Challenge A.
Transcribe everything in the pigeon hunt story from "They walked inside" down to "both answered simultaneously.", word for word.
Challenge B.
Pick up the pigeon hunt story after its last sentence and write what happens next.

But no. Batman had been promised a pigeon hunt, and nobody in the house would rest until he got one, so DH wearily loaded his pellet gun and headed outside. Apparently, though, the type of ammunition the boys used that day was not adequate, and the pigeons all escaped unscathed.
Batman was beside himself.
DH promised they would try again the next day, with a different kind of bird shot that was more suited to the close-range accuracy demanded by a successful pigeon extermination. Batman was not happy with the delay, but eventually accepted that there would be no further hunting that afternoon and set about organizing his camouflage clothes for the hunt.
Sunday morning dawned cold but relatively sunny. I was outside happily watching Freckles roll in the sand and prance about making the most of her freedom from stall life, when here came DH and Batman. With a gun.
They walked inside the barn (empty of horses at the moment thank you very much) and immediately blasted a bird. The pigeon’s death was pretty much instantaneous, but it still kind of grossed me out. Batman raced toward the pigeon, but Winston beat him to it. Batman screamed in frustration “DON’T LET WINSTON EAT MY BIRD!!!” I called Winston over and he let me pry the dead (but dripping blood) fowl from his jaws. Batman picked it up from where it fell to the ground, looking the carcass over in fascination.
“What do you think I should do with it, mom?” “Throw it in the dumpster,” DH and I both answered simultaneously.
“I can’t do that,” Batman said. “I’m gonna bury it. Over next to the second Perry.”
After I locked Winston up once again to secure the safety of his dead bird, Batman got the shovel and started digging, the dead bird laying next to him on the ground.
He dug and he dug. I walked over to check on him at one point and he informed me that he had named the bird.
Hunter.
He named the bird Hunter because he had been killed by them hunting him. Made sense I guess. Hunter was going to be buried next to Perry because he was Perry’s big brother.
Batman further informed me that Hunter would need a very deep hole, otherwise the cats would dig him back up. It took him quite a while, but eventually Hunter was interred with proper ceremony, and Batman carefully filled in the hole, patting the dirt as smooth as he could on top.
When the hole was completely filled and tamped down, Batman gathered up a whole bunch of rocks to cover it for further protection against digging. It was our very own little pigeon graveyard.
But that’s not the end of the story. You see, there were still more pigeons in the barn.

Data lines.

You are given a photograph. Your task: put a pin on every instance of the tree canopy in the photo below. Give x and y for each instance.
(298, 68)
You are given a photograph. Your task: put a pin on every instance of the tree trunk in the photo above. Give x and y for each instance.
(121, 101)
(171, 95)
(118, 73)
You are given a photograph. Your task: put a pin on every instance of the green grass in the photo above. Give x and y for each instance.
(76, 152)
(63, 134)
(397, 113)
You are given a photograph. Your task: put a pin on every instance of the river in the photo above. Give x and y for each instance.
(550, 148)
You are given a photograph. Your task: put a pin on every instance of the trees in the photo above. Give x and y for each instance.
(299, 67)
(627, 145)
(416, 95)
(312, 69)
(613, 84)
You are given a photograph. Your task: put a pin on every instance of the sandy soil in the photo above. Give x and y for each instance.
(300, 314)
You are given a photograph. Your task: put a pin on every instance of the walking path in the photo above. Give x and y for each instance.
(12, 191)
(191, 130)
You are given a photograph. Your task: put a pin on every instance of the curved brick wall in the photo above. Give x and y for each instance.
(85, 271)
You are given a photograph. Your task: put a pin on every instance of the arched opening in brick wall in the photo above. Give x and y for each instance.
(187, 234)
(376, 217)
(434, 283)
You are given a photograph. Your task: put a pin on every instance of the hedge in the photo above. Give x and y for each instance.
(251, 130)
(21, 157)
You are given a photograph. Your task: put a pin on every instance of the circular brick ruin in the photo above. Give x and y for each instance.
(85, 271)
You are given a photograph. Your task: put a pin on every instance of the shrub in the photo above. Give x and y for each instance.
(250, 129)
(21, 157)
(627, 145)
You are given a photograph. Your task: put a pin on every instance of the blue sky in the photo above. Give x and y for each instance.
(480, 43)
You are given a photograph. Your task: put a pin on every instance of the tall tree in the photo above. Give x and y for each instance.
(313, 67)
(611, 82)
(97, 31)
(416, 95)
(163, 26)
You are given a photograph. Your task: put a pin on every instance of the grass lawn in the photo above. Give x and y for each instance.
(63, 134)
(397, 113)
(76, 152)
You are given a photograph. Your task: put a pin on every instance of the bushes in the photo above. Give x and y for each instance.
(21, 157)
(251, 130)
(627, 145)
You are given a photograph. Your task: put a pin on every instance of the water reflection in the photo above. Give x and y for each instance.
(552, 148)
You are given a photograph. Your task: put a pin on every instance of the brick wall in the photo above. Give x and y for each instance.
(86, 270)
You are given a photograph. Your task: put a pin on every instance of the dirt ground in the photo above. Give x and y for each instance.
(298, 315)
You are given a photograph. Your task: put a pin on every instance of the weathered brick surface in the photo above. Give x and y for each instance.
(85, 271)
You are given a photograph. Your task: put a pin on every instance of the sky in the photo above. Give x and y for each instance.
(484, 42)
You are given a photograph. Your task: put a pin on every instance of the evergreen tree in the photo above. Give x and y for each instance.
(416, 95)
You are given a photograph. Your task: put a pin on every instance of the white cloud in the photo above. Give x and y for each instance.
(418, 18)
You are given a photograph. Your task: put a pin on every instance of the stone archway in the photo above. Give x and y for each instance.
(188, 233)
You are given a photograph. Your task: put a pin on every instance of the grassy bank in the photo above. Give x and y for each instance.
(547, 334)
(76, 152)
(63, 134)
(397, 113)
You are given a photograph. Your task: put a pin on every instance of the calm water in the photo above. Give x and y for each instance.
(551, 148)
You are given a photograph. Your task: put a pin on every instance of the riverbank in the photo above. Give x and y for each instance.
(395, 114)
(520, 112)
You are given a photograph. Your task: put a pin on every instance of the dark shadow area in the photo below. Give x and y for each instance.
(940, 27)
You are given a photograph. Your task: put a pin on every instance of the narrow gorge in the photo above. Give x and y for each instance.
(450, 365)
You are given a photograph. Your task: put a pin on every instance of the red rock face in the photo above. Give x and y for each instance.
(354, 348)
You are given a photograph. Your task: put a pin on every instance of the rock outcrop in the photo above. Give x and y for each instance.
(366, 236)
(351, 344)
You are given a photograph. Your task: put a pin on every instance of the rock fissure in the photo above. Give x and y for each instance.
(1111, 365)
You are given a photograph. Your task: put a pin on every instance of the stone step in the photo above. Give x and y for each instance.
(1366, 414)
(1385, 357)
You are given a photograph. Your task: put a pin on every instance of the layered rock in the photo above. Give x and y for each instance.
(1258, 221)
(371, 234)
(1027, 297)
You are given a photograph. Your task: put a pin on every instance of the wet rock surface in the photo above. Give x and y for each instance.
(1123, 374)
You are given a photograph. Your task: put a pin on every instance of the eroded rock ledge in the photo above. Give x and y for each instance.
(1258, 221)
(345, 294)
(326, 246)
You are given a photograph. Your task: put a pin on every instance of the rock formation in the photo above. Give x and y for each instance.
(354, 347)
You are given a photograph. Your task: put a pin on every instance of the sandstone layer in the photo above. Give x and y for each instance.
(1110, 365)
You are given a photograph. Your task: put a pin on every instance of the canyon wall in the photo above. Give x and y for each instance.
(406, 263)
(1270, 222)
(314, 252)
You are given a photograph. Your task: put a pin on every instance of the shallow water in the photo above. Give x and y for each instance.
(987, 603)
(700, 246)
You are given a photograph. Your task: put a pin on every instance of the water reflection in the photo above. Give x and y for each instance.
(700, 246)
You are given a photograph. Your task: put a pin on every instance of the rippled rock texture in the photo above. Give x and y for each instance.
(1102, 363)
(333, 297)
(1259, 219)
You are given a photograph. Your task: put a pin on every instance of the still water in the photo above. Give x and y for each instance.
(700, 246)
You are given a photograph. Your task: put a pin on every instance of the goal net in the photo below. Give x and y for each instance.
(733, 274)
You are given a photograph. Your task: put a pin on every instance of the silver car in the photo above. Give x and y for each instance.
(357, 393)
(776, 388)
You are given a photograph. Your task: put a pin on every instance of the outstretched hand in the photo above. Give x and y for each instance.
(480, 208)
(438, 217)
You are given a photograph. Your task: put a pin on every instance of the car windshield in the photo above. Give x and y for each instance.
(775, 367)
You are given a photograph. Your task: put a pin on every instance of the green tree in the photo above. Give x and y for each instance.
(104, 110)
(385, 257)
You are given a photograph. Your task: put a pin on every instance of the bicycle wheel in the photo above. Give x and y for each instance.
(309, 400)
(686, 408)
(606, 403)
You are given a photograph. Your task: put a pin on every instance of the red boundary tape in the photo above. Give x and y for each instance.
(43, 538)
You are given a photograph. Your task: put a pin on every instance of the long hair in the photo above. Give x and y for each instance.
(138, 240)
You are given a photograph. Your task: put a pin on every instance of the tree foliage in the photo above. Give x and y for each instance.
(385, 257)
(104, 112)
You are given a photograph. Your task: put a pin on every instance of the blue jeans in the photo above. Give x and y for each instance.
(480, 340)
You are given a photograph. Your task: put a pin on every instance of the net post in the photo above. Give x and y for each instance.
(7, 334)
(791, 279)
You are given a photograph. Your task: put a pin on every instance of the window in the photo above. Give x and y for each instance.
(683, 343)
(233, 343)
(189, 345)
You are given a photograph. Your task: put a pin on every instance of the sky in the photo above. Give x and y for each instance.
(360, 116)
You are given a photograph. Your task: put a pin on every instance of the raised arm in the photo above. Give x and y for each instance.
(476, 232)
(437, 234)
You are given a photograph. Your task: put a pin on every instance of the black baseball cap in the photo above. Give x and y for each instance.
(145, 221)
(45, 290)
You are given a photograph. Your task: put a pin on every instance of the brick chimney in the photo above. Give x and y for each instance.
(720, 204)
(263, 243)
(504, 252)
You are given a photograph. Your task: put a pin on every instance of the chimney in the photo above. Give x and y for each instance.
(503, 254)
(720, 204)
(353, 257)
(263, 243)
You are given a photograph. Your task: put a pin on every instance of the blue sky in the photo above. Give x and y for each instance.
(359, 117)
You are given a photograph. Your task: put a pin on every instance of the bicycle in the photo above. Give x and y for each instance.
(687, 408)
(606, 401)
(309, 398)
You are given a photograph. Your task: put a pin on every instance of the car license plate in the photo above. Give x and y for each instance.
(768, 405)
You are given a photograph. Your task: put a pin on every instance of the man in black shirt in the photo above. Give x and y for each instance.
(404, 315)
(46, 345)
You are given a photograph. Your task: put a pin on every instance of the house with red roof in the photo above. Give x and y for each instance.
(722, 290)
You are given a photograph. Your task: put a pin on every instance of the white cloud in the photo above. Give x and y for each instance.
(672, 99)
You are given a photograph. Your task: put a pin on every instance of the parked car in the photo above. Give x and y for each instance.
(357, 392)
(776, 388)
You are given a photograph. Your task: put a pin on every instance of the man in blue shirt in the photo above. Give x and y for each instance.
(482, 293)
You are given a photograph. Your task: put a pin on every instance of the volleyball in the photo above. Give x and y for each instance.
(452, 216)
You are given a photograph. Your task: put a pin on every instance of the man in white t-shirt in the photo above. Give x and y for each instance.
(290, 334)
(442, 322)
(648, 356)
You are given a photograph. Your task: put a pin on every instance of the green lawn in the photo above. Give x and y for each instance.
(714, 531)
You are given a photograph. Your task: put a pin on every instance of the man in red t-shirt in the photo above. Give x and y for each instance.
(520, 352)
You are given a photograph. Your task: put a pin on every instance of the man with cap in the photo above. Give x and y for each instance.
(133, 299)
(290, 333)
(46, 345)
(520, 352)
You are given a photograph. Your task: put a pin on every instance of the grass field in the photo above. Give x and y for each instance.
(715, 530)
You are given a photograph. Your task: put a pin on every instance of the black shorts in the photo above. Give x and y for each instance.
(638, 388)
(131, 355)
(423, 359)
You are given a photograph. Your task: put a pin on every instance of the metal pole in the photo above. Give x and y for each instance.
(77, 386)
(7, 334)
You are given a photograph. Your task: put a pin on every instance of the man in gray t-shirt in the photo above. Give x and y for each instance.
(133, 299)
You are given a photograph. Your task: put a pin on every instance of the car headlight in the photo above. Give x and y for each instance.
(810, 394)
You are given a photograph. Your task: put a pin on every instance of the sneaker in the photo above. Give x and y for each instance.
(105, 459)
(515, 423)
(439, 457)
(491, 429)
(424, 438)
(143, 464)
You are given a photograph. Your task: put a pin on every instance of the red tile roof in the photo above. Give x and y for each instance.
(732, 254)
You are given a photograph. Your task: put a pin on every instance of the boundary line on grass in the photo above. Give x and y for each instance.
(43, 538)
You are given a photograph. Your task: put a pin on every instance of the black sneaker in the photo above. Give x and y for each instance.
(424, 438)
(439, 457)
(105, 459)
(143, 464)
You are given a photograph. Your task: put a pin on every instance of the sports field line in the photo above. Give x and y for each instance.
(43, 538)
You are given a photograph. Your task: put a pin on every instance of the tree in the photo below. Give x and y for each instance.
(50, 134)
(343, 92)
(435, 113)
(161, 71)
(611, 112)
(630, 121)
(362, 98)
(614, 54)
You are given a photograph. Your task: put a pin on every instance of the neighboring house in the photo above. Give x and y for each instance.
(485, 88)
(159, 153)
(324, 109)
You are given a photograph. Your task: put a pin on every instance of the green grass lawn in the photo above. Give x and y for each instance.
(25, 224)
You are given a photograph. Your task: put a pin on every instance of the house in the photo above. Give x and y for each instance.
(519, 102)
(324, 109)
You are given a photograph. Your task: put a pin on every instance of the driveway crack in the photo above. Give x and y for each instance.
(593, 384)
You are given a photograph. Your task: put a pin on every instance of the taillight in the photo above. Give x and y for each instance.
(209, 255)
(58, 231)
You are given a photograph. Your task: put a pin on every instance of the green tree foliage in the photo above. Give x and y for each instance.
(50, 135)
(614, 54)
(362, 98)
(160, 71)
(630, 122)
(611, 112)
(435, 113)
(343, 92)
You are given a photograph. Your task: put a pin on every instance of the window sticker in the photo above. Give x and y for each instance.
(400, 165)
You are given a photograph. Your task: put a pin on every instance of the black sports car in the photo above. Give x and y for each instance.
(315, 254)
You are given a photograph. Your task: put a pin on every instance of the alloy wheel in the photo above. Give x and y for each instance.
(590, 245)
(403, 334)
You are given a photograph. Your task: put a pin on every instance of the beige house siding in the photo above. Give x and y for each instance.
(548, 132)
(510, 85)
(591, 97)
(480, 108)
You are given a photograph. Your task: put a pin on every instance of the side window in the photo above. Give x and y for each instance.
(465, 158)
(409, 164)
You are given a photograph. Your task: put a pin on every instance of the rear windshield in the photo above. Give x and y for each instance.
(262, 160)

Expected output A.
They walked inside the barn (empty of horses at the moment thank you very much) and immediately blasted a bird. The pigeon’s death was pretty much instantaneous, but it still kind of grossed me out. Batman raced toward the pigeon, but Winston beat him to it. Batman screamed in frustration “DON’T LET WINSTON EAT MY BIRD!!!” I called Winston over and he let me pry the dead (but dripping blood) fowl from his jaws. Batman picked it up from where it fell to the ground, looking the carcass over in fascination.
“What do you think I should do with it, mom?” “Throw it in the dumpster,” DH and I both answered simultaneously.

Expected output B.
The next day after school, Batman donned full camo gear again (you must wear camo when hunting pigeons because then they can’t see you) and headed out to the barn to “scout” for birds for when daddy arrived home. A side note on camo that I just have to pass along…..Batman also informed me that he often would go out in the yard in his camo gear and stand very very still. Winston would come over to where he was and sniff and sniff, because of course he could smell Batman but he could not see him. This information was delivered with a seriousness that can only be pulled off by a kindergartener who actually believes it.
Anyway, the pigeons were in the barn and, apparently since he was invisible, Batman did not scare them away. When DH drove down the long driveway on Monday after the first day of a week-long corporate audit by the Department of Finance, I was pretty sure that hunting pigeons was the last thing on his mind. Nonetheless, he had (imprudently) promised Batman that they would try to kill “a pigeon a day” until they were all gone, and he made good on his word.
This time DH, Batman and Annabelle all gathered in the truck parked next to the barn as the sun started to set, waiting with loaded pellet gun for their prey to come home to roost. I myself was pretty good on my pigeon massacre quota for the week, so I went in the house and poured myself a glass of wine.
After about half an hour the truck drove slowly up the lane toward the house, and Annabelle burst in the garage door wild with excitement.
“Mom! We got another bird and this time daddy had to shoot it three times before it would die!” she yelled breathlessly. I was in the kitchen and I turned from the stove to ask “Where is your brother?”
“Outside, burying the pigeon.”
Of course.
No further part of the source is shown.